EXCERPTED TEXT -
§
All of lore.kernel.org
 help / color / mirror / Atom feed
From: sudeep.holla@arm.com (Sudeep Holla)
To: linux-arm-kernel@lists.infradead.org
Subject: Versatile Express randomly fails to boot - Versatile Express to be removed from nightly testing
Date: Mon, 16 Mar 2015 17:47:46 +0000	[thread overview]
Message-ID: <55071742.6000405@arm.com> (raw)
In-Reply-To: <20150316130419.GI8656@n2100.arm.linux.org.uk>

Hi Russell,

On 16/03/15 13:04, Russell King - ARM Linux wrote:
> On Mon, Mar 16, 2015 at 09:35:53AM +0000, Russell King - ARM Linux wrote:
>> On Mon, Mar 16, 2015 at 12:42:39AM +0000, Russell King - ARM Linux wrote:
>>> On Mon, Mar 16, 2015 at 12:04:38AM +0000, Russell King - ARM Linux wrote:
>>>> On Sun, Mar 15, 2015 at 09:33:30PM +0000, Russell King - ARM Linux wrote:
>>>>> I'm going to try a few other kernels to try and track down what's going
>>>>> on - whether something from arm-soc or my tree is responsible for this
>>>>> really weird behaviour.
§
INFORMATION SUPPLIED -
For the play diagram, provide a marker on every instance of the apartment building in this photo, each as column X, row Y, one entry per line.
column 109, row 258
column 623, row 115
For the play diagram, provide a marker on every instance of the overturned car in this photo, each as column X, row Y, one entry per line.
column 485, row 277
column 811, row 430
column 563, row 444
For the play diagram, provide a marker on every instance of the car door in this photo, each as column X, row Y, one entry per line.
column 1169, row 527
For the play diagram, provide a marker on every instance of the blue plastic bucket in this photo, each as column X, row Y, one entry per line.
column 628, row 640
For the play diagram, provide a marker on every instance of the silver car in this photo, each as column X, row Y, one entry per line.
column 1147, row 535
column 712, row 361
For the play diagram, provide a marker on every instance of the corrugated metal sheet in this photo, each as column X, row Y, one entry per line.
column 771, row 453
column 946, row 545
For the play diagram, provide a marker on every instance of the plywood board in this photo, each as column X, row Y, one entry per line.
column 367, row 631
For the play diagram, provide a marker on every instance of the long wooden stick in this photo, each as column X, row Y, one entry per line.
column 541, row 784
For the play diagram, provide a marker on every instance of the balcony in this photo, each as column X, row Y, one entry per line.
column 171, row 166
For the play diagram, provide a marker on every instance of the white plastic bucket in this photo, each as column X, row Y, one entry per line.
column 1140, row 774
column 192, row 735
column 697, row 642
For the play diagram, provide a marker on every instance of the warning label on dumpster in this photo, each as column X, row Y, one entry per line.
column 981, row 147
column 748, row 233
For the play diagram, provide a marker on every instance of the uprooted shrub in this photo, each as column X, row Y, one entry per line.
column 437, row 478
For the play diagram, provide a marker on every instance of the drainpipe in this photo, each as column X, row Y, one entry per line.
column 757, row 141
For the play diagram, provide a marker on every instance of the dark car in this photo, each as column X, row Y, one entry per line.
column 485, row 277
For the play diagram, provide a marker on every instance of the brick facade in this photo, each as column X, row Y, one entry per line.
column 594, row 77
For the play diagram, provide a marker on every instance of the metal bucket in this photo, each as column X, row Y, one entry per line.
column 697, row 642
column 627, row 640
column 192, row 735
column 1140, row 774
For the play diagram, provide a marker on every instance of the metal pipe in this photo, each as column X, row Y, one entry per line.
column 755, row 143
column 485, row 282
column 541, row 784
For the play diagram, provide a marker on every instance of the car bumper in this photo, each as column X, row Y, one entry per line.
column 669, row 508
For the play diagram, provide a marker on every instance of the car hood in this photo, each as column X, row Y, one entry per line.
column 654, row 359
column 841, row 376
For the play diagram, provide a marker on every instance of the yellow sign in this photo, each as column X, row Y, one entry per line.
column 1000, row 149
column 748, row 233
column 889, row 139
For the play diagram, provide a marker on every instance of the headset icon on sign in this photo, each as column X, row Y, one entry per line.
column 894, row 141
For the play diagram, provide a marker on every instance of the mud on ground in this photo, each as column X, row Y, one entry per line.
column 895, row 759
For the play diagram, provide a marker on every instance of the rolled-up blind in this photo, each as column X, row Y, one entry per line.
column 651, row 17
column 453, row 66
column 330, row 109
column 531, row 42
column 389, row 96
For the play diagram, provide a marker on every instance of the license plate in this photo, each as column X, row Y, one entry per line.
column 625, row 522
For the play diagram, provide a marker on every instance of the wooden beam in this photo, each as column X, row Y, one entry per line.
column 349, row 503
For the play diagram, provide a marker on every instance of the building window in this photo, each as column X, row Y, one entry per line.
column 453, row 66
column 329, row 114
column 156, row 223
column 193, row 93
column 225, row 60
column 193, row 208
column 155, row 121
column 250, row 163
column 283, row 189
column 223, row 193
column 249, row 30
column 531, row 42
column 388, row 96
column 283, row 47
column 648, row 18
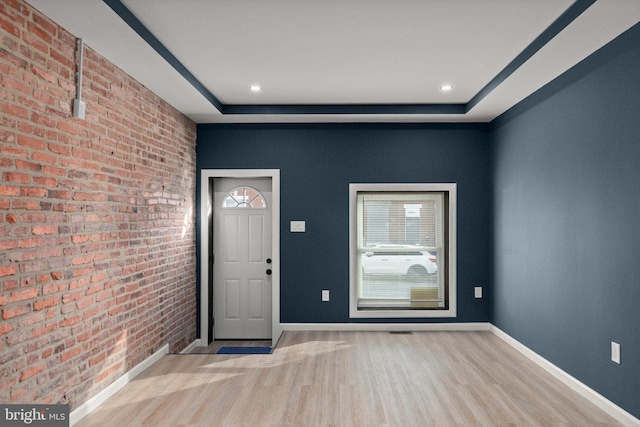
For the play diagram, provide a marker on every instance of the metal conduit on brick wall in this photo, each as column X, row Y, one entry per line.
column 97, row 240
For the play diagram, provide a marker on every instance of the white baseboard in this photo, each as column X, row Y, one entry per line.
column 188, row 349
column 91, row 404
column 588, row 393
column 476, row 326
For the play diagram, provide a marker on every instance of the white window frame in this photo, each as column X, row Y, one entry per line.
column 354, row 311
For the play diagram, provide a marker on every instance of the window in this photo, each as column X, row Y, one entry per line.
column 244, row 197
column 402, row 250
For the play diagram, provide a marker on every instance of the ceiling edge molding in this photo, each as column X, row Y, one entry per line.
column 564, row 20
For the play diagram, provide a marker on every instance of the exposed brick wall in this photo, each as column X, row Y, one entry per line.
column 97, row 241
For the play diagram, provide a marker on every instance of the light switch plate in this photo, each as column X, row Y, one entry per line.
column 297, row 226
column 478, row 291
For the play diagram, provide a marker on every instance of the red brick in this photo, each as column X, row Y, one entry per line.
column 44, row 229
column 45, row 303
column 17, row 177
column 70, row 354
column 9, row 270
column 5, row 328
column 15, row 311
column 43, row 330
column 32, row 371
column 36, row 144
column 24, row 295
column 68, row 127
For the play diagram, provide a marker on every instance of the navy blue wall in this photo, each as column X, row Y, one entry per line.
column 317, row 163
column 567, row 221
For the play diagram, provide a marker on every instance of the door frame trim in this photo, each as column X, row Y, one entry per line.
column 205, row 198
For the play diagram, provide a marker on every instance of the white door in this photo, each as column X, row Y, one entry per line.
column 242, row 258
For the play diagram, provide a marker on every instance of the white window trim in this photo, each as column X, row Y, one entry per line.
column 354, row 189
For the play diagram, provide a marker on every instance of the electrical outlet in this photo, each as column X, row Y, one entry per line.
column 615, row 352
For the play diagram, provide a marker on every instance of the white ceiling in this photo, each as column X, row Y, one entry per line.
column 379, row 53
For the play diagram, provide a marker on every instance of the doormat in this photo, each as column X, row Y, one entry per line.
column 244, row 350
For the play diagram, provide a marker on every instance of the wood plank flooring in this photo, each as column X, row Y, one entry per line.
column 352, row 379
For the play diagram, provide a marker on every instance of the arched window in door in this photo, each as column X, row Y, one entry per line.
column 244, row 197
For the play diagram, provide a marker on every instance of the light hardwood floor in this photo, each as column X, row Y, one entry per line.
§
YOUR TASKS -
(a) Rewrite the paragraph of the Versatile Express message that starts "I'm going to try a few other kernels" in a shorter form, keeping its main facts.
(b) From the Versatile Express message, reproduce the passage that begins at the words "In-Reply-To: <20150316130419.GI8656@n2100.arm.linux.org.uk>" and stops after "really weird behaviour.".
The material above comes from a separate source.

SOLUTIONS TO THE TASKS -
(a) Russell King plans to test other kernels to find out whether something from arm-soc or his own tree causes the very odd behavior.

(b)
In-Reply-To: <20150316130419.GI8656@n2100.arm.linux.org.uk>

Hi Russell,

On 16/03/15 13:04, Russell King - ARM Linux wrote:
> On Mon, Mar 16, 2015 at 09:35:53AM +0000, Russell King - ARM Linux wrote:
>> On Mon, Mar 16, 2015 at 12:42:39AM +0000, Russell King - ARM Linux wrote:
>>> On Mon, Mar 16, 2015 at 12:04:38AM +0000, Russell King - ARM Linux wrote:
>>>> On Sun, Mar 15, 2015 at 09:33:30PM +0000, Russell King - ARM Linux wrote:
>>>>> I'm going to try a few other kernels to try and track down what's going
>>>>> on - whether something from arm-soc or my tree is responsible for this
>>>>> really weird behaviour.